For example, an expanding window can be used up to a certain point, after which a sliding window keeps the training set bounded. Another option is a weighted expanding window, where recent data carries more weight but older data is not fully discarded.
Measuring Pipeline Effectiveness
Once the pipeline is the target, the metrics also need to widen.
Aggregate Metrics
Evaluate models across multiple periods and then look at aggregate metrics such as accuracy, precision, recall, F1 score, median performance, and variance.
The variance matters. A high median with unstable windows may still be operationally risky. A lower but more stable model may sometimes be more useful, depending on the product.
Adaptability
Data sources change. Feature sets evolve. Domain conditions shift.
A strong ML pipeline should adapt to these changes without silently degrading. That means versioning, traceability, and clear ownership of feature logic are not optional.
Data Leakage Detection
Data leakage is a silent killer in retrospective analysis.
Performance that looks too good to be true often is. Suspicious correlations, unrealistic jumps in performance, or features that depend on future outcomes should trigger investigation.
Some practical safeguards:
- Feature construction: features must not be calculated using future data.
- External data alignment: external datasets must obey the same temporal restrictions as the primary data.
- Shuffling care: random shuffling can destroy the meaning of time-series evaluation.
- Time-aware cross-validation: conventional cross-validation is usually the wrong tool for sequential data.
- Feature engineering per window: cleaning, normalisation, standardisation, and feature engineering should be re-executed for each data window.
The last point is easy to underestimate. If normalisation statistics are computed across the full dataset and then used inside older windows, future information has already leaked into the past.
Periodic Validation Applies To Live Models Too
The same principles apply to live models.
Retrospective validation makes the timeline problem obvious, but live models face the same pressure. Data changes, external conditions move, and the model’s assumptions age.
For neural networks, validation is often discussed around epochs. But the broader need for regular validation is not specific to neural networks. Any model that operates in a changing domain needs periodic checks that respect time.
Time-series cross-validation is useful because it tests performance across chronological splits. It helps expose overfitting, leakage, and temporal brittleness.
The goal is not only to keep a model fresh. The goal is to keep the validation story honest.
Efficiency And Traceability
Efficiency metrics are also part of the picture.

DATASET RECORDS >>
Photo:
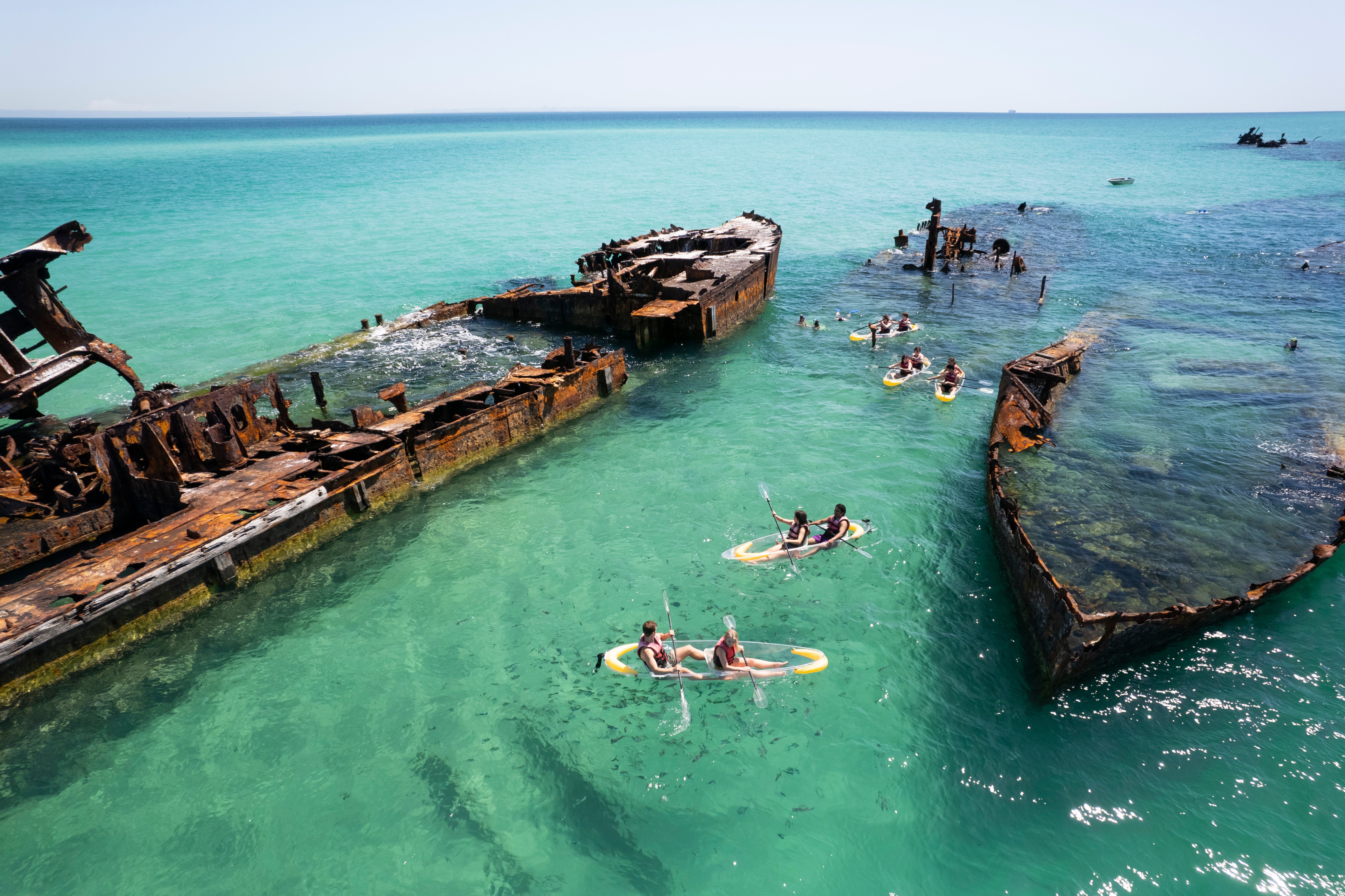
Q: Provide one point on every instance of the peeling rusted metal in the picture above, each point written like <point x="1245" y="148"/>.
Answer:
<point x="1066" y="642"/>
<point x="664" y="287"/>
<point x="208" y="490"/>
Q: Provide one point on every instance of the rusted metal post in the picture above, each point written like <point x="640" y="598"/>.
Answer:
<point x="397" y="396"/>
<point x="319" y="393"/>
<point x="933" y="240"/>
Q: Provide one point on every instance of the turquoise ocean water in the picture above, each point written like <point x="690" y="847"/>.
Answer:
<point x="412" y="710"/>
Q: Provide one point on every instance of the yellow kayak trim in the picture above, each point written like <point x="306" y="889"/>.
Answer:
<point x="612" y="660"/>
<point x="746" y="554"/>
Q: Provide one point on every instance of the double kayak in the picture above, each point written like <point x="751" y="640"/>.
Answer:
<point x="895" y="379"/>
<point x="767" y="548"/>
<point x="943" y="393"/>
<point x="800" y="661"/>
<point x="864" y="336"/>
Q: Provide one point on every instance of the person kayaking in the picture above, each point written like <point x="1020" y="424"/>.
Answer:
<point x="730" y="656"/>
<point x="950" y="376"/>
<point x="798" y="535"/>
<point x="833" y="528"/>
<point x="660" y="657"/>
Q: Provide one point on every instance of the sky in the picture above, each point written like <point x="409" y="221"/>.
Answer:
<point x="342" y="58"/>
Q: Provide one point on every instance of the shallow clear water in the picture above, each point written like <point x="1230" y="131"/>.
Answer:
<point x="411" y="707"/>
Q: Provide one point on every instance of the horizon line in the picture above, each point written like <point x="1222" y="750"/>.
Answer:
<point x="547" y="111"/>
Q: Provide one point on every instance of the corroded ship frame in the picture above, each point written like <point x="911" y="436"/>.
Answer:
<point x="1066" y="642"/>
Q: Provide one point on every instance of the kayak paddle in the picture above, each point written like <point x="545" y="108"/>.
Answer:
<point x="758" y="695"/>
<point x="687" y="711"/>
<point x="766" y="493"/>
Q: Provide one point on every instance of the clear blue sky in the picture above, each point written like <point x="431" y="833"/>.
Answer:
<point x="338" y="58"/>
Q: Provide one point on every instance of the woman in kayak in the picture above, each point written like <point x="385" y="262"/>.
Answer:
<point x="730" y="656"/>
<point x="660" y="657"/>
<point x="834" y="528"/>
<point x="951" y="373"/>
<point x="798" y="535"/>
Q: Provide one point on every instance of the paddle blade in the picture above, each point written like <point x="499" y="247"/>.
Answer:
<point x="680" y="723"/>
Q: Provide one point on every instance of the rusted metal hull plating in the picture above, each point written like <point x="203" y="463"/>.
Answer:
<point x="1066" y="642"/>
<point x="664" y="287"/>
<point x="216" y="493"/>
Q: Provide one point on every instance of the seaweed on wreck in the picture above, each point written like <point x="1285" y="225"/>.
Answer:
<point x="1067" y="642"/>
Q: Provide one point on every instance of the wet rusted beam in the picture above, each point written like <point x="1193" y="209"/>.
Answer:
<point x="1066" y="642"/>
<point x="720" y="276"/>
<point x="296" y="485"/>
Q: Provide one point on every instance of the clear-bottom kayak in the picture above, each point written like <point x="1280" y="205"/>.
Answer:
<point x="895" y="379"/>
<point x="946" y="392"/>
<point x="769" y="548"/>
<point x="798" y="661"/>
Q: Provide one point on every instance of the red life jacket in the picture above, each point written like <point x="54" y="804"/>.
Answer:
<point x="730" y="653"/>
<point x="660" y="650"/>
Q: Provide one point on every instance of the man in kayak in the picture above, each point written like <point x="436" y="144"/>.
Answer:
<point x="798" y="535"/>
<point x="906" y="368"/>
<point x="833" y="528"/>
<point x="660" y="657"/>
<point x="730" y="656"/>
<point x="950" y="377"/>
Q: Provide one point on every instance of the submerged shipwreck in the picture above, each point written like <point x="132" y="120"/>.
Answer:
<point x="1066" y="642"/>
<point x="110" y="533"/>
<point x="658" y="288"/>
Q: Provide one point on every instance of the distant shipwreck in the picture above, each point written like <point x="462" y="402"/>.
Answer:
<point x="1066" y="642"/>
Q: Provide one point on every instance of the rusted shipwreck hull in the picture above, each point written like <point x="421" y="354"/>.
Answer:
<point x="664" y="287"/>
<point x="139" y="523"/>
<point x="1066" y="642"/>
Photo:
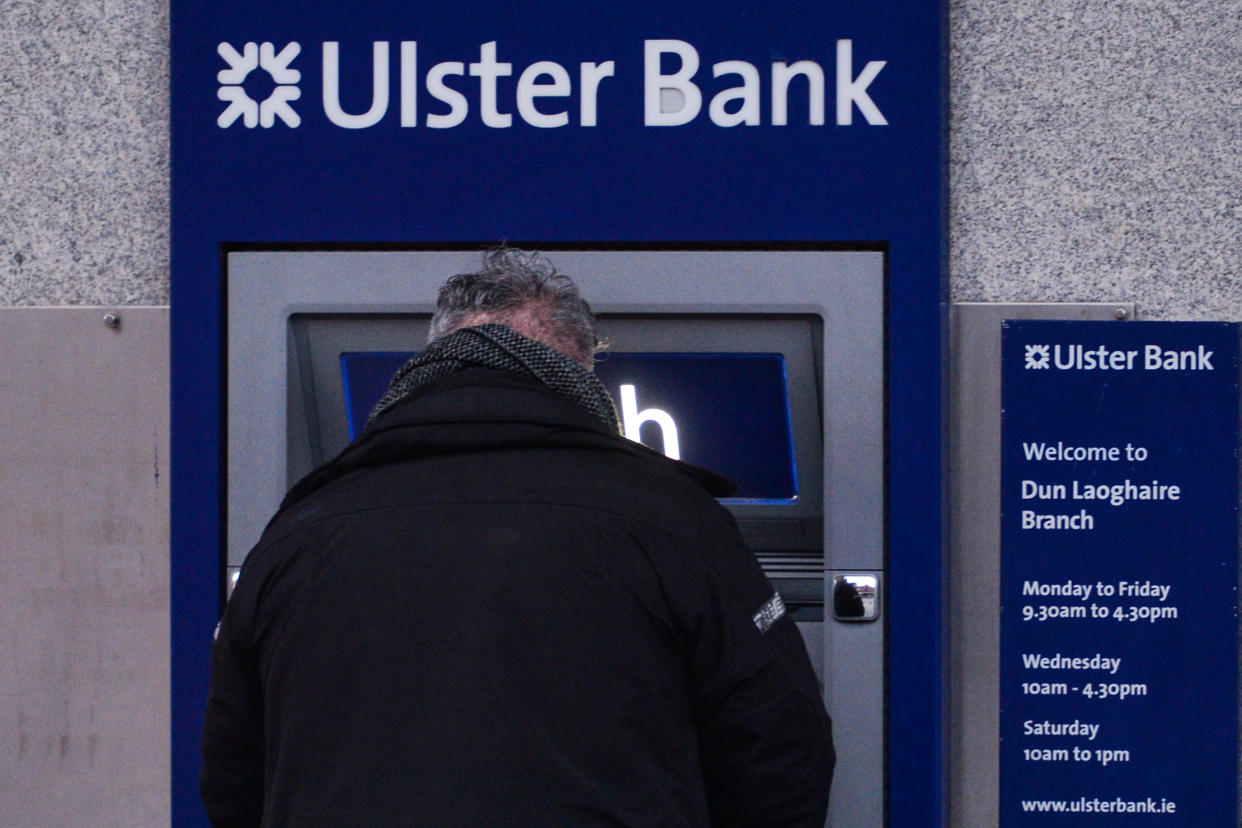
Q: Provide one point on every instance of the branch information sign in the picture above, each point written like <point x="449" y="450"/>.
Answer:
<point x="1119" y="574"/>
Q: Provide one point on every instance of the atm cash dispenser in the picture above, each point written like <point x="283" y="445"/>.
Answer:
<point x="764" y="365"/>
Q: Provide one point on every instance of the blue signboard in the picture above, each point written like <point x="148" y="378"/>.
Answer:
<point x="1119" y="685"/>
<point x="306" y="124"/>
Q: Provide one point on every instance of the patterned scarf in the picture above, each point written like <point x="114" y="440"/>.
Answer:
<point x="502" y="349"/>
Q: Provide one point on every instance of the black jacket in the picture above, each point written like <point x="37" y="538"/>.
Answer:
<point x="491" y="611"/>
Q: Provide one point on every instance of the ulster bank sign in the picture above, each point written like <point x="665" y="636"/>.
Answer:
<point x="261" y="87"/>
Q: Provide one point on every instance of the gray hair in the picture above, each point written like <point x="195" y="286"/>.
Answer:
<point x="524" y="292"/>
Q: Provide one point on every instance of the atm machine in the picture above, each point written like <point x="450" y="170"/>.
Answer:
<point x="764" y="364"/>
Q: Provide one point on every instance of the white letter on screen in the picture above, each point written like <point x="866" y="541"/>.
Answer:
<point x="632" y="420"/>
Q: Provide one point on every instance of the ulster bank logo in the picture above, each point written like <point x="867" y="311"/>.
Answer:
<point x="1036" y="356"/>
<point x="256" y="60"/>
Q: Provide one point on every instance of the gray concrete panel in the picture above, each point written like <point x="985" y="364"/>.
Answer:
<point x="83" y="567"/>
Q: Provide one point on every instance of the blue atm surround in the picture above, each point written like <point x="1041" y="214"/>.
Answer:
<point x="855" y="163"/>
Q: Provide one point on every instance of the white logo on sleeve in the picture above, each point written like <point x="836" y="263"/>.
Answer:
<point x="769" y="613"/>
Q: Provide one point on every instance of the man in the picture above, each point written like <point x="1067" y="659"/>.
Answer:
<point x="493" y="610"/>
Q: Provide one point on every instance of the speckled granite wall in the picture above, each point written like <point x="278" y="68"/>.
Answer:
<point x="83" y="152"/>
<point x="1094" y="153"/>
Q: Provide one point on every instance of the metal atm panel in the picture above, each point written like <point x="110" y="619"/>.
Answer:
<point x="291" y="313"/>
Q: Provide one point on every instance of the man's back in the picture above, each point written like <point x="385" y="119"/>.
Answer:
<point x="493" y="612"/>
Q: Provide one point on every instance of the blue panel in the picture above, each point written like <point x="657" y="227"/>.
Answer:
<point x="1119" y="572"/>
<point x="850" y="180"/>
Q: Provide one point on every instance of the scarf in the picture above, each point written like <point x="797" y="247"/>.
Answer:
<point x="503" y="349"/>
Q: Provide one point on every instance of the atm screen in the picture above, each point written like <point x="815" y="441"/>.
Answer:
<point x="728" y="412"/>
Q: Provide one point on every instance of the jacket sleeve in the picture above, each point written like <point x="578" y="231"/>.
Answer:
<point x="765" y="738"/>
<point x="231" y="778"/>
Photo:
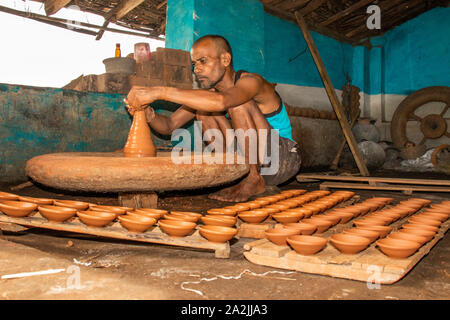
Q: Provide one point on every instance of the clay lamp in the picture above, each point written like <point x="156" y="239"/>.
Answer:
<point x="219" y="234"/>
<point x="321" y="223"/>
<point x="176" y="228"/>
<point x="306" y="245"/>
<point x="213" y="220"/>
<point x="96" y="218"/>
<point x="55" y="213"/>
<point x="378" y="215"/>
<point x="153" y="213"/>
<point x="136" y="223"/>
<point x="305" y="228"/>
<point x="427" y="221"/>
<point x="254" y="216"/>
<point x="294" y="192"/>
<point x="408" y="236"/>
<point x="279" y="207"/>
<point x="369" y="222"/>
<point x="424" y="202"/>
<point x="17" y="208"/>
<point x="8" y="196"/>
<point x="444" y="208"/>
<point x="434" y="215"/>
<point x="181" y="217"/>
<point x="114" y="209"/>
<point x="331" y="217"/>
<point x="369" y="234"/>
<point x="239" y="207"/>
<point x="37" y="201"/>
<point x="407" y="211"/>
<point x="349" y="243"/>
<point x="421" y="226"/>
<point x="427" y="234"/>
<point x="289" y="203"/>
<point x="279" y="235"/>
<point x="315" y="209"/>
<point x="343" y="215"/>
<point x="287" y="217"/>
<point x="222" y="211"/>
<point x="382" y="230"/>
<point x="397" y="248"/>
<point x="354" y="210"/>
<point x="133" y="213"/>
<point x="79" y="205"/>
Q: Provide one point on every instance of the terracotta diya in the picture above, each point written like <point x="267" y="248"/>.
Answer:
<point x="136" y="223"/>
<point x="8" y="196"/>
<point x="176" y="228"/>
<point x="304" y="228"/>
<point x="397" y="248"/>
<point x="349" y="243"/>
<point x="36" y="200"/>
<point x="79" y="205"/>
<point x="214" y="220"/>
<point x="219" y="234"/>
<point x="306" y="245"/>
<point x="17" y="208"/>
<point x="96" y="218"/>
<point x="55" y="213"/>
<point x="279" y="235"/>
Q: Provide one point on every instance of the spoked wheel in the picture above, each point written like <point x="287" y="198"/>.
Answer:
<point x="429" y="109"/>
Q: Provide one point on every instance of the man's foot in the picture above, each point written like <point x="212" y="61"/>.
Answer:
<point x="249" y="186"/>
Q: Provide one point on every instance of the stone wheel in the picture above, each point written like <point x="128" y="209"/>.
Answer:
<point x="430" y="119"/>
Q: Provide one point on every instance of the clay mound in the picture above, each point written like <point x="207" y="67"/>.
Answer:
<point x="112" y="172"/>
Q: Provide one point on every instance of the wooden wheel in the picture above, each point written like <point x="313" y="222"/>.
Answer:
<point x="430" y="119"/>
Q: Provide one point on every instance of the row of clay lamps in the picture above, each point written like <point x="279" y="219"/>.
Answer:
<point x="420" y="229"/>
<point x="288" y="206"/>
<point x="299" y="235"/>
<point x="175" y="223"/>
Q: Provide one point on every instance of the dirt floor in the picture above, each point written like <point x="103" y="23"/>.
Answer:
<point x="98" y="268"/>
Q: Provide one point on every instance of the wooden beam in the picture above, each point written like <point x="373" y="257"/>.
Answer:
<point x="385" y="5"/>
<point x="126" y="6"/>
<point x="289" y="5"/>
<point x="332" y="95"/>
<point x="286" y="15"/>
<point x="53" y="6"/>
<point x="311" y="6"/>
<point x="345" y="12"/>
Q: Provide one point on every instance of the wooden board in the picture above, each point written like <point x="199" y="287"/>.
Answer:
<point x="116" y="231"/>
<point x="256" y="231"/>
<point x="370" y="265"/>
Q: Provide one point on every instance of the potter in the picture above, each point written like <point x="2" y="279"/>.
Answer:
<point x="193" y="310"/>
<point x="249" y="101"/>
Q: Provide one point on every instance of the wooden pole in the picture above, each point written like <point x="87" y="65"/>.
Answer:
<point x="332" y="96"/>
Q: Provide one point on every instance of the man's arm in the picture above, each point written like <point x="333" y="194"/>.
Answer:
<point x="166" y="125"/>
<point x="202" y="100"/>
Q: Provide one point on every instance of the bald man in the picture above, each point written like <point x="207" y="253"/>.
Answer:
<point x="247" y="99"/>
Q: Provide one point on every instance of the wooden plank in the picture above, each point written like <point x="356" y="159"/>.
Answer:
<point x="406" y="188"/>
<point x="332" y="96"/>
<point x="155" y="235"/>
<point x="126" y="6"/>
<point x="368" y="264"/>
<point x="345" y="12"/>
<point x="375" y="179"/>
<point x="53" y="6"/>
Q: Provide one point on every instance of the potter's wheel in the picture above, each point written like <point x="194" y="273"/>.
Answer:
<point x="112" y="172"/>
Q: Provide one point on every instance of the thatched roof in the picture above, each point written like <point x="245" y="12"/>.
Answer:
<point x="344" y="20"/>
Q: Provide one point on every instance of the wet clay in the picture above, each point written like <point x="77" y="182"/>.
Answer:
<point x="139" y="143"/>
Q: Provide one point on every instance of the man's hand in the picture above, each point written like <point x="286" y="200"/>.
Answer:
<point x="141" y="96"/>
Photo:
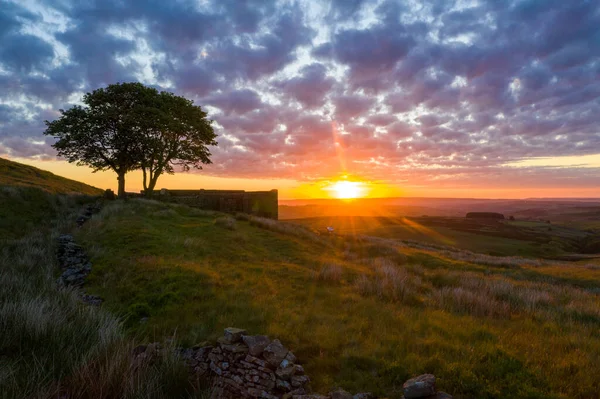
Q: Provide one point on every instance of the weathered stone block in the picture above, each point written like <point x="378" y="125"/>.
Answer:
<point x="420" y="386"/>
<point x="340" y="394"/>
<point x="256" y="343"/>
<point x="274" y="353"/>
<point x="233" y="335"/>
<point x="299" y="380"/>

PROBLEM 1 >> From the pipeline validation excerpt, quote the passage starting at "The variance matters." and ending at "are not optional.".
PROBLEM 2 >> Name every practical safeguard against data leakage that the pipeline validation excerpt lists.
PROBLEM 3 >> According to the pipeline validation excerpt, what does time-series cross-validation help expose?

WORKED SOLUTION 1 >>
The variance matters. A high median with unstable windows may still be operationally risky. A lower but more stable model may sometimes be more useful, depending on the product.
Adaptability
Data sources change. Feature sets evolve. Domain conditions shift.
A strong ML pipeline should adapt to these changes without silently degrading. That means versioning, traceability, and clear ownership of feature logic are not optional.

WORKED SOLUTION 2 >>
Feature construction
External data alignment
Shuffling care
Time-aware cross-validation
Feature engineering per window

WORKED SOLUTION 3 >> Overfitting, leakage, and temporal brittleness.